Problema escrito A:
Extrae del listado de más abajo cada línea que contenga la palabra "wheel".

# palabras compuestas



## ElDonoso

¡Hola!
 
Me fascinan las palabras compuestas en español, especialmente las que contienen un pronombre: _sabelotodo_, _nomeolvides_, _hazmerreír_. Agradezco cualquier ejemplo de otras palabras así que me podríais mostrar.
 
Mil gracias.


----------



## Bil

rompevientos 
tragasables 
trabalenguas 
sofácama (  )


----------



## ROSANGELUS

Hola ElDonoso!
algunas....
bienmesabe, paraguas, portavasos, portaviones, superdotado, puntapié, correveidile, enhorabuena.
Saludos!!


----------



## ginny_lunallena

portarretratos, cubrecama, porta-celular


----------



## CABARET

atrapanovios, matamoscas, abrefácil, cubrepolvo, lanzallamas, incluso en mérida al lapiz labial le llaman pintalabios.
Qué divertido.


----------



## Hesterbeat

Sacacuartos, cantamañanas, correveidile, limpiaparabrisas, picapedrero, metomentodo, afroamericano, bienvenido...


----------



## CABARET

limpiapipas, apagavelas, sacacorchos, sácalepunta.
Jajaja!!


----------



## claramolin

Monopatín. Bicisenda. Matafuegos.


----------



## Jellby

CABARET said:


> incluso en mérida al lapiz labial le llaman pintalabios.



Y en toda España, creo  (o debería decir "el resto de España", ya que Mérida también está en España).



CABARET said:


> sácalepunta.



¿Eso es lo mismo que "sacapuntas"? También se llama "afilalápices".

Una curiosa: "tirabuzón", no tiene nada que ver con tirar ni con buzones, sino que viene del francés "tire-bouchon" que significa "sacatapón", o sea, sacacorchos


----------



## SpiceMan

cuentagotas, espantapájaros, cortaplumas, portaligas, rompehielo, cantautor, cubrecama, pordiosero.

argentinas: rompebolas (molesto), amigovio/a (medio amigo, medio novio. Amigo con derecho ), hinchapelotas (rompebolas ), soplanuca (homosexual).


----------



## ROSANGELUS

¿Eso es lo mismo que "sacapuntas"? También se llama "afilalápices".

[/quote]

Me hice la misma pregunta, y he escuchado que en coombia le dicen, "Tajalapiz"


cuentagotas, espantapájaros, cortaplumas, portaligas, rompehielo, cantautor, cubrecama, pordiosero.

argentinas: rompebolas (molesto), amigovio/a (medio amigo, medio novio. Amigo con derecho ), hinchapelotas (rompebolas ), soplanuca (homosexual).[/quote]

Aca tambien se usa "marinovio".
lamecazuela, hojalata, cuentafacil, bateaycorrido, pisicorre.

Saludos


----------



## sunce

Jellby said:


> Y en toda España, creo  (o debería decir "el resto de España", ya que Mérida también está en España).
> 
> Jellby, en Mexico también hay una Mérida...

Problema escrito B:
Sigue escribiendo el hilo de arriba sobre palabras compuestas a partir de su última frase.

Datos proporcionados:
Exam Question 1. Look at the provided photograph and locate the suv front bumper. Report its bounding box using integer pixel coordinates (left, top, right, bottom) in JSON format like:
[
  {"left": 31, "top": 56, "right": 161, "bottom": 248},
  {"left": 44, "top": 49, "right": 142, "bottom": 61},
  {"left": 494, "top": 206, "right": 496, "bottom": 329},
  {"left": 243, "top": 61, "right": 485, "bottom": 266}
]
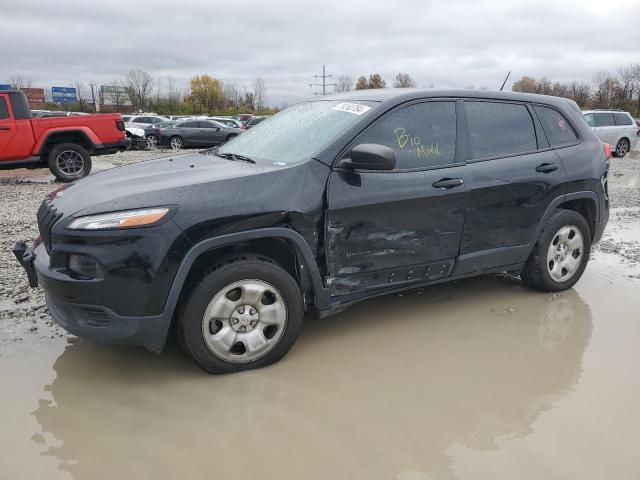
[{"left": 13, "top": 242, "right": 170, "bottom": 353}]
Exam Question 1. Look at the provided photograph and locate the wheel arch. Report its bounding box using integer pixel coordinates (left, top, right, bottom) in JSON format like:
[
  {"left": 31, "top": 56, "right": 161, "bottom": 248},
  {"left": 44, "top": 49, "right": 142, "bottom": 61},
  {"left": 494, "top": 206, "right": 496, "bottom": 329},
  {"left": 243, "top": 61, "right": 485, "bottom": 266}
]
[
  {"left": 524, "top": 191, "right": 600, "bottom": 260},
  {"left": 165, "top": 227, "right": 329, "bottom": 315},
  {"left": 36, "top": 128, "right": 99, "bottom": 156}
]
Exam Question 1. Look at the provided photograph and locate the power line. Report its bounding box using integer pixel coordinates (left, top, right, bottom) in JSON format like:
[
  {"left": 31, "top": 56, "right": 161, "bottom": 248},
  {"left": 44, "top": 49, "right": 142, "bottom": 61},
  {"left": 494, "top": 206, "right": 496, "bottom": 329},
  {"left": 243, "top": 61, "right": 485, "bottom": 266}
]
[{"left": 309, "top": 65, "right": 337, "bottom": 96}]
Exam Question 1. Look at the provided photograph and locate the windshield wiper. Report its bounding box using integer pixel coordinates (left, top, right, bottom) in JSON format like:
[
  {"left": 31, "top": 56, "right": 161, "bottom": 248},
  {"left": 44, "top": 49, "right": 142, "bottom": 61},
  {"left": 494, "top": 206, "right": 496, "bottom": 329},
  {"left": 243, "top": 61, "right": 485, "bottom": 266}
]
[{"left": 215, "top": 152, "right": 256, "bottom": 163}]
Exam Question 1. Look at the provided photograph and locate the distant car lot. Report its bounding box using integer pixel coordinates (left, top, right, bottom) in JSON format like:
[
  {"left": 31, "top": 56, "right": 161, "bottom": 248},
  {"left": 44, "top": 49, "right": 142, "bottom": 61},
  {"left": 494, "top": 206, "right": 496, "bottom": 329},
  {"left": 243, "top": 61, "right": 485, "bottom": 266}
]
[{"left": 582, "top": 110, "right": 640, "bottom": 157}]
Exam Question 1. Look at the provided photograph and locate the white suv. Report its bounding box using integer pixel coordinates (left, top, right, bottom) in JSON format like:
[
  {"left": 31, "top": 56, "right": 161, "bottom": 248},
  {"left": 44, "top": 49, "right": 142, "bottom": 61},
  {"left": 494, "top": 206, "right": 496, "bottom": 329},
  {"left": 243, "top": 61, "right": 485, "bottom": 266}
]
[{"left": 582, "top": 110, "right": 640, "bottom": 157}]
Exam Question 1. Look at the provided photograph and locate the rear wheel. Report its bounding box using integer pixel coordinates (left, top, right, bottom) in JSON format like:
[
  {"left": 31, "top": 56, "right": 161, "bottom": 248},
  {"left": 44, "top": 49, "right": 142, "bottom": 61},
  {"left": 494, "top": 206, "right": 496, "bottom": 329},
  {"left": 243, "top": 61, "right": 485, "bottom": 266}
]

Respuesta correcta A:
Exam Question 1. Look at the provided photograph and locate the wheel arch. Report its bounding box using integer pixel coordinates (left, top, right, bottom) in JSON format like:
Exam Question 1. Look at the provided photograph and locate the rear wheel. Report its bounding box using integer pixel coordinates (left, top, right, bottom) in JSON format like:

Respuesta correcta B:
----------



## WEIGAND

Metomentodo, asaltacunas (se dice del/la "madurito/a" que se dedica a ligar con adolescentes),tocahuevos, marisabidilla, sacacuartos, tonto-el-haba (la verdades que no lo he visto nunca escrito, se dice mucho y suena "tontolhaba" y quiere decir que eres tonto, tonto, tonto de verdad)


----------



## WEIGAND

tirachinas...


----------



## WEIGAND

tragaldabas (persona que come mucho)


----------



## sunce

Telaraña, cejijunto, sacacorchos, portafolios, bocacalle, barbilampiño, puntapié, hojalata, tejemaneje, duermevela, mapamundi, pelirrojo, vivalavirgen, nochebuena, quitamanchas...


----------



## ROSANGELUS

WEIGAND said:


> Metomentodo, asaltacunas (se dice del/la "madurito/a" que se dedica a ligar con adolescentes),tocahuevos, *marisabidilla*, sacacuartos, tonto-el-haba (la verdades que no lo he visto nunca escrito, se dice mucho y suena "tontolhaba" y quiere decir que eres tonto, tonto, tonto de verdad)


 
jejeje, que comico ese ultimo.pareciera mas bien, "tontoelhabla"
cuando utilizan Marisabidilla, o que significa eso.  plis...


----------



## pejeman

WEIGAND said:


> tragaldabas (persona que come mucho)


 
En México lo entendemos como alguien que come de todo.

Y en cuanto a palabras compuestas, mi padre le decía "veladuerme" al velador de su oficina.

Saludos.


----------



## BETOREYES

Pintalabios es de lo más normal. Y siguiendo con elementos de cosmética: cortaúñas y quitaesmalte...

Flores: Siempreviva, girasol... (sé que hay muchas más)
De agua: aguardiente, aguarrás, paraguas, aguapanela/aguadulce(no los vais a encontrar en ningún diccionario)...
Herramientas/instrumentos: Cortafrío, pelacables, hombresolo, picaporte...
Pegas: Pegaloca, trabarroscas...
Otros: Entrepaño, cubrelecho, sobresábana, buscapiés...
Y el que más me gusta: Tarúpido

PD: Al sacapuntas se le dice tajalápiz en Bogotá, acá se entiende pero no es común.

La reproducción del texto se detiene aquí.